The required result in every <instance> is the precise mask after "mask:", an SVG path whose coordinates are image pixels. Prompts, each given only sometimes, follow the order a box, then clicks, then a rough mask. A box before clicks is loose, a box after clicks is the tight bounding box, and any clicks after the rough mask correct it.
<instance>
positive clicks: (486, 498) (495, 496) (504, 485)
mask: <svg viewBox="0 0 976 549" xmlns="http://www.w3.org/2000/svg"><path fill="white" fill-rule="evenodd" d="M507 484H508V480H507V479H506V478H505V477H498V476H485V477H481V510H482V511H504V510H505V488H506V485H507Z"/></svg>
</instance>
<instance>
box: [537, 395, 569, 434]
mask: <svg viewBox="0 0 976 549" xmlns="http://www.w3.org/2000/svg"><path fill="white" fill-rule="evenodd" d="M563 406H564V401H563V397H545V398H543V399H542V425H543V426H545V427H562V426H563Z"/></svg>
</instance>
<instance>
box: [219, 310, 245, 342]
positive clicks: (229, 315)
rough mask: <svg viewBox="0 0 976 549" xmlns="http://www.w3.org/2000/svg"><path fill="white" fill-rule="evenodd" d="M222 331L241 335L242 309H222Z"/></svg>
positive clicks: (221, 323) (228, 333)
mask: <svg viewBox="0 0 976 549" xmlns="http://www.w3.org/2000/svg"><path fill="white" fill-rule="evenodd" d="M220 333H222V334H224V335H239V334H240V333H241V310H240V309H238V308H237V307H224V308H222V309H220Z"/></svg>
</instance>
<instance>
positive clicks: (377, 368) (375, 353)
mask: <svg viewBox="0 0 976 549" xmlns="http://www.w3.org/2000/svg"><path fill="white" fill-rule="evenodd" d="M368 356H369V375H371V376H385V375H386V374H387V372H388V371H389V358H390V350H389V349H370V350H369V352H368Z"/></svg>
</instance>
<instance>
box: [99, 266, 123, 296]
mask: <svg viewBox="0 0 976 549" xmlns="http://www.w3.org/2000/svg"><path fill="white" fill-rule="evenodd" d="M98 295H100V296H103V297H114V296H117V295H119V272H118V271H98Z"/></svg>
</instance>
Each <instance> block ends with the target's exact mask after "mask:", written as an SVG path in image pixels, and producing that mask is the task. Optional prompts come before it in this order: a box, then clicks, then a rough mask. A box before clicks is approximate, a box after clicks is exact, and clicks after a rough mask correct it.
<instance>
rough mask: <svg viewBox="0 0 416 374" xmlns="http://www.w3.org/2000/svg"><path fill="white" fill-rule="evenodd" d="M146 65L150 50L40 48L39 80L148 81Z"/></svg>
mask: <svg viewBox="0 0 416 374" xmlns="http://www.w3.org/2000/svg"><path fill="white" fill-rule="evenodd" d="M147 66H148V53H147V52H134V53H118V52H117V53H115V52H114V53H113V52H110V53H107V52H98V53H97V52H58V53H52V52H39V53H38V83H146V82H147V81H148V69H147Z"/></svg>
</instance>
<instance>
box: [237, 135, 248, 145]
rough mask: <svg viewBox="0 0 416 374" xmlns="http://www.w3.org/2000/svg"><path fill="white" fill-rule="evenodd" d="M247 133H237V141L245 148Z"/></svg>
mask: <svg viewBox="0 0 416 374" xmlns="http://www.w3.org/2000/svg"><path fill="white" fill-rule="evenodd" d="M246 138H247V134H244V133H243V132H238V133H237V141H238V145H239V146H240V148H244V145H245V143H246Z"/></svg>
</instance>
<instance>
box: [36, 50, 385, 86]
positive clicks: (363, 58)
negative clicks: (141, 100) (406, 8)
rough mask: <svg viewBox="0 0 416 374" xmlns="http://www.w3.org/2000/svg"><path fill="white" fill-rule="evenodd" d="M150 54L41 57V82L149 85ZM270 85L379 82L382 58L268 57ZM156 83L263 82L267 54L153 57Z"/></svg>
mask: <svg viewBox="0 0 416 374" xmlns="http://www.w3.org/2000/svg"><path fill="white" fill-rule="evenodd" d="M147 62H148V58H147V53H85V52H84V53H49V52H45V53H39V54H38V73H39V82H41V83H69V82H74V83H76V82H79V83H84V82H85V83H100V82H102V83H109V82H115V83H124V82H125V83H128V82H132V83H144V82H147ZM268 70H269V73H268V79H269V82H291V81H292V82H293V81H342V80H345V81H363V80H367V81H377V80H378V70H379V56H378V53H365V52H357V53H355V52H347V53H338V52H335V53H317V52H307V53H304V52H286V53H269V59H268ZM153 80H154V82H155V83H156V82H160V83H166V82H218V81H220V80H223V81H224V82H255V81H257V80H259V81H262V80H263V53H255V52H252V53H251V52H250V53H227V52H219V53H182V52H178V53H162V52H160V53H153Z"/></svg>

## WHAT TO WORK ON
From the first line to the last, repeat the records exactly.

## RESULT
The required result in every <instance> is the precise mask after "mask:", an SVG path whose coordinates are image pixels. Prompts, each given only sometimes, follow the order a box, then clicks, then a rough mask. A box before clicks is loose, a box after clicks is the tight bounding box, and any clicks after the rough mask correct it.
<instance>
positive clicks: (486, 498) (495, 496) (504, 485)
mask: <svg viewBox="0 0 976 549" xmlns="http://www.w3.org/2000/svg"><path fill="white" fill-rule="evenodd" d="M507 484H508V480H507V479H506V478H505V477H498V476H485V477H481V510H482V511H504V510H505V488H506V485H507Z"/></svg>
</instance>
<instance>
box: [537, 395, 569, 434]
mask: <svg viewBox="0 0 976 549" xmlns="http://www.w3.org/2000/svg"><path fill="white" fill-rule="evenodd" d="M563 406H564V401H563V397H545V398H543V399H542V425H543V426H545V427H562V426H563Z"/></svg>
</instance>
<instance>
box: [219, 310, 245, 342]
positive clicks: (229, 315)
rough mask: <svg viewBox="0 0 976 549" xmlns="http://www.w3.org/2000/svg"><path fill="white" fill-rule="evenodd" d="M222 331L241 335L242 309H222Z"/></svg>
positive clicks: (221, 323) (228, 333)
mask: <svg viewBox="0 0 976 549" xmlns="http://www.w3.org/2000/svg"><path fill="white" fill-rule="evenodd" d="M220 333H222V334H224V335H239V334H240V333H241V310H240V309H238V308H237V307H224V308H222V309H220Z"/></svg>
</instance>
<instance>
positive clicks: (377, 368) (375, 353)
mask: <svg viewBox="0 0 976 549" xmlns="http://www.w3.org/2000/svg"><path fill="white" fill-rule="evenodd" d="M368 356H369V375H371V376H385V375H386V374H387V372H388V371H389V358H390V350H389V349H370V350H369V352H368Z"/></svg>
</instance>
<instance>
box: [99, 266, 123, 296]
mask: <svg viewBox="0 0 976 549" xmlns="http://www.w3.org/2000/svg"><path fill="white" fill-rule="evenodd" d="M98 295H100V296H103V297H114V296H117V295H119V272H118V271H98Z"/></svg>
</instance>
Each <instance> block ends with the target's exact mask after "mask:", written as an SVG path in image pixels, and producing that mask is the task. Optional prompts come before it in this order: a box, then clicks, then a rough mask. A box before clicks is approximate, a box after clicks is exact, and clicks after a rough mask correct it.
<instance>
rough mask: <svg viewBox="0 0 416 374" xmlns="http://www.w3.org/2000/svg"><path fill="white" fill-rule="evenodd" d="M146 65L150 50L40 48L39 80L148 81Z"/></svg>
mask: <svg viewBox="0 0 416 374" xmlns="http://www.w3.org/2000/svg"><path fill="white" fill-rule="evenodd" d="M147 66H148V53H147V52H134V53H118V52H117V53H115V52H114V53H113V52H110V53H107V52H98V53H97V52H58V53H52V52H39V53H38V83H146V82H147V81H148V69H147Z"/></svg>
</instance>
<instance>
box: [237, 135, 248, 145]
rough mask: <svg viewBox="0 0 416 374" xmlns="http://www.w3.org/2000/svg"><path fill="white" fill-rule="evenodd" d="M247 133H237V141L245 148Z"/></svg>
mask: <svg viewBox="0 0 416 374" xmlns="http://www.w3.org/2000/svg"><path fill="white" fill-rule="evenodd" d="M246 138H247V134H244V133H243V132H238V133H237V141H238V145H239V146H240V148H244V145H245V143H246Z"/></svg>
</instance>
<instance>
box: [36, 50, 385, 86]
positive clicks: (363, 58)
negative clicks: (141, 100) (406, 8)
rough mask: <svg viewBox="0 0 416 374" xmlns="http://www.w3.org/2000/svg"><path fill="white" fill-rule="evenodd" d="M150 54L41 57V82L149 85ZM270 85L379 82L382 58L268 57ZM156 83L263 82L267 54L153 57Z"/></svg>
mask: <svg viewBox="0 0 416 374" xmlns="http://www.w3.org/2000/svg"><path fill="white" fill-rule="evenodd" d="M147 62H148V58H147V53H85V52H84V53H49V52H45V53H39V54H38V73H39V82H41V83H69V82H74V83H76V82H79V83H84V82H85V83H100V82H102V83H109V82H115V83H124V82H125V83H128V82H132V83H144V82H147ZM268 70H269V73H268V79H269V82H291V81H292V82H293V81H342V80H345V81H363V80H367V81H377V80H378V70H379V56H378V53H365V52H357V53H355V52H347V53H338V52H335V53H317V52H307V53H304V52H286V53H269V59H268ZM153 80H154V82H155V83H156V82H160V83H166V82H218V81H220V80H223V81H224V82H255V81H257V80H259V81H262V80H263V53H255V52H252V53H251V52H250V53H227V52H219V53H182V52H178V53H162V52H160V53H153Z"/></svg>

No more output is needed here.